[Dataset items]
■ ■ ■ ■

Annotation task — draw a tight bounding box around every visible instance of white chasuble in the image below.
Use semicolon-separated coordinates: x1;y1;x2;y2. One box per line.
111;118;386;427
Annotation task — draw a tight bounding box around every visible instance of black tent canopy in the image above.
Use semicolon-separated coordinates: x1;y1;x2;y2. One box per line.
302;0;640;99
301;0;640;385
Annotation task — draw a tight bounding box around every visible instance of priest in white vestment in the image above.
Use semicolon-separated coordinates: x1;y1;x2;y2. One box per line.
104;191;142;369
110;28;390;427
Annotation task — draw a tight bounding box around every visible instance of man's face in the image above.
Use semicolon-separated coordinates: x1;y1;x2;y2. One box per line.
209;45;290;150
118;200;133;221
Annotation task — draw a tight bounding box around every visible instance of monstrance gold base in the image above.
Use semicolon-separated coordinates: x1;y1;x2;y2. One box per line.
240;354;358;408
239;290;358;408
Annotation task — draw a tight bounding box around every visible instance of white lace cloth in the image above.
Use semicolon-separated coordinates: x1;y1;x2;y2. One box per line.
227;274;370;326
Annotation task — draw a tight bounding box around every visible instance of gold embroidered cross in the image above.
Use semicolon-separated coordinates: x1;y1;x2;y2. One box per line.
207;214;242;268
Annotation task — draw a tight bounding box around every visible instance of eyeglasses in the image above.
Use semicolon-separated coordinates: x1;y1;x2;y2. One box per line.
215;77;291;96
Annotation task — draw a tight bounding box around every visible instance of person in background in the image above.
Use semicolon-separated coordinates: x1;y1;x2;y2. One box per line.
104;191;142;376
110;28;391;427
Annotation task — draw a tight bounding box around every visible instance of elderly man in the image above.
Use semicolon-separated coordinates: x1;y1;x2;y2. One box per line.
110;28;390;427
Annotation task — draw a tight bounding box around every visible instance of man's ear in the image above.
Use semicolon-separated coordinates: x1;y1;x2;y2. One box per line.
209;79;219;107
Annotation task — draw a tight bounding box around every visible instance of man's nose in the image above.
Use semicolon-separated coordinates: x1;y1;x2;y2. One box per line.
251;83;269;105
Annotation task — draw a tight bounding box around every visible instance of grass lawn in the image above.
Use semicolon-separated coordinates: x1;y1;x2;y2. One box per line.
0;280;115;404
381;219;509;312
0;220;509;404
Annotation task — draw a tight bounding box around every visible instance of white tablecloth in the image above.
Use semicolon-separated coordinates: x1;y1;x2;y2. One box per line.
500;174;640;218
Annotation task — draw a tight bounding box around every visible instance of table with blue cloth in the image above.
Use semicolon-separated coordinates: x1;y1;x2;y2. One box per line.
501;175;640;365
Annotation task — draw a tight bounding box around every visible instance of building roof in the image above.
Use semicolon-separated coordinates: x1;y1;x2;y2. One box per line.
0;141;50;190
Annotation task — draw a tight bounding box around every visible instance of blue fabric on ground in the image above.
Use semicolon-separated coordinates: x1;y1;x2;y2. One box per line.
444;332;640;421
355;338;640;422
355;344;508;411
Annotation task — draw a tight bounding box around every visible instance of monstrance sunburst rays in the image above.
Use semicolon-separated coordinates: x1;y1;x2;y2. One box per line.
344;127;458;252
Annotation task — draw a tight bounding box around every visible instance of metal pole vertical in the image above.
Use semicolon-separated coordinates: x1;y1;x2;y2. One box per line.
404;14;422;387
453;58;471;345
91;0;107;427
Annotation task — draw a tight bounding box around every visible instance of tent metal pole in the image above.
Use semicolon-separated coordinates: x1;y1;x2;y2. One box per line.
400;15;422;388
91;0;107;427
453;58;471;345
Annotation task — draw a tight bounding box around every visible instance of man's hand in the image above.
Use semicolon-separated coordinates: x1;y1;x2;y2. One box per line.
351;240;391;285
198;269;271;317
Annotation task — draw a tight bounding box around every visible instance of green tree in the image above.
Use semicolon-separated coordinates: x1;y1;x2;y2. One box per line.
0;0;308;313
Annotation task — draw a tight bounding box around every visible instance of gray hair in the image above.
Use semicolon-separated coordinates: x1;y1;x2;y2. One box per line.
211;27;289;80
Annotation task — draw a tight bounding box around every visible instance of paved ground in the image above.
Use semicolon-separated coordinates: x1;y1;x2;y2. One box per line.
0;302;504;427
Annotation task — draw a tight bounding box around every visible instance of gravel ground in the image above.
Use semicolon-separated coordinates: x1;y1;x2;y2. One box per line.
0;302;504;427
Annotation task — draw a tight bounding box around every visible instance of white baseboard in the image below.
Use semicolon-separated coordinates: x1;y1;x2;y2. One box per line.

■ ■ ■ ■

■ **Goal**:
Please rewrite the records above, changing every "tight" to "snug" and leaving everything else unchanged.

■ **Result of this task**:
Annotation task — draw a snug bounding box around every visible instance of white chasuble in the image below.
Use semicolon-separated coordinates: x1;y1;x2;y2. One box per line.
111;118;386;427
Annotation task — draw a snug bounding box around every visible instance of black tent canopy in the image above.
Use semicolon-separated coordinates: x1;y1;x2;y2. One box per line.
302;0;640;99
301;0;640;385
Annotation task — draw a snug bounding box around every visible instance of priest in white vestment in the image above.
Use semicolon-separated coordinates: x1;y1;x2;y2. One box per line.
104;191;142;369
110;28;390;427
Annotation task — draw a snug bounding box around every visible instance of man's face in the image above.
Use semicolon-separated coordinates: x1;y1;x2;y2. One box per line.
209;45;290;150
118;200;133;221
Annotation task — draw a snug bounding box around every visible instance of monstrance gold base in the image above.
Use semicolon-separated coordinates: x1;y1;x2;y2. One box per line.
240;354;358;408
239;290;358;408
Annotation task — draw a snug bounding box around every visible instance of white lace cloth in the image above.
Use semicolon-separated coordinates: x1;y1;x2;y2. One box per line.
227;274;370;326
Annotation task — draw a snug bounding box around every visible instance of gold embroidered cross in the image above.
Use semicolon-separated coordinates: x1;y1;x2;y2. One box per line.
207;214;242;268
Annotation task — draw a snug bounding box around every visible instance of eyeglasses in the image above.
Use semicolon-separated coordinates: x1;y1;x2;y2. One box per line.
215;77;291;96
Annotation task — draw a snug bounding box around every visible instance of person in background in the image above.
Use semicolon-separated coordinates: x1;y1;x2;y2. One box per line.
104;191;142;376
110;28;391;427
Annotation task — draw a snug bounding box around every visible instance of elderly man in the image above.
Use semicolon-separated coordinates: x1;y1;x2;y2. One box per line.
110;28;390;427
Annotation task — draw a snug bounding box around every visible instance of man's ear in the image above.
Use semicolon-separated coordinates: x1;y1;x2;y2. One box per line.
209;79;219;107
Annotation task — draw a snug bounding box around every visible instance of man's nose in the image above.
Use semicolon-separated coordinates: x1;y1;x2;y2. One box per line.
251;83;269;105
Annotation task — draw a snug bounding box around every visible instance of grass lawn in the image above.
Use semicolon-separated coordinates: x1;y1;x2;y2. One box per line.
0;280;115;404
381;219;509;312
0;220;509;404
Annotation task — draw a snug bounding box around every visible instance of white tablecloth in the image above.
Use semicolon-separated coordinates: x1;y1;x2;y2. One box per line.
500;174;640;218
Annotation task — draw a snug bounding box around every visible instance of table with blue cloth in the image above.
Use semicolon-separated coordinates: x1;y1;x2;y2. One box per line.
501;175;640;365
Annotation task — draw a snug bounding box around every visible instance of building roof in the image above.
Use semicolon-separated coordinates: x1;y1;x2;y2. One box per line.
0;141;50;190
Annotation task — draw a snug bounding box around every visible instance of blue fabric on ground in the image above.
Use semicolon-separated coordinates: x1;y1;x2;y2. One box per line.
444;332;640;421
355;338;640;422
355;344;508;411
Annotation task — draw a snug bounding box around every visible instance of monstrance sunburst rays in the image above.
Use semicolon-separated coordinates: x1;y1;x2;y2. One box per line.
344;127;458;252
Annotation task — draw a snug bounding box around every visible instance of metal pole vertical in the image above.
Use semicolon-separated coordinates: x1;y1;x2;y2. One box per line.
404;14;422;387
453;58;471;345
91;0;107;427
Annotation task — draw a snug bounding box around every visible instance of tent metal pole in the image above.
Use semicolon-separated coordinates: x1;y1;x2;y2. One box per line.
400;15;422;388
91;0;107;427
453;58;471;345
Annotation task — draw a snug bounding box around every visible instance of man's hand in the image above.
Use semicolon-separated coordinates: x1;y1;x2;y2. One box per line.
351;240;391;285
198;269;271;317
Annotation task — draw a snug bounding box around every visible instance of green tree in the image above.
Use semicolon-separated coordinates: x1;y1;x2;y2. One box per line.
0;0;308;313
Annotation task — draw a snug bounding box around every visible instance of gray hair in the image above.
Use semicolon-separated coordinates: x1;y1;x2;y2. One box per line.
211;27;289;80
Annotation task — draw a snug bounding box around every visible instance of paved ground in the image above.
Use semicolon-separated coordinates: x1;y1;x2;y2. One box per line.
0;302;504;427
Annotation task — draw a snug bounding box around every visible instance of gravel ground in the image above.
Use semicolon-separated coordinates: x1;y1;x2;y2. One box per line.
0;302;504;427
Annotation task — draw a snug bounding box around every visible instance of white baseboard in the image below.
Use semicolon-separated coordinates: x1;y1;x2;y2. One box per line.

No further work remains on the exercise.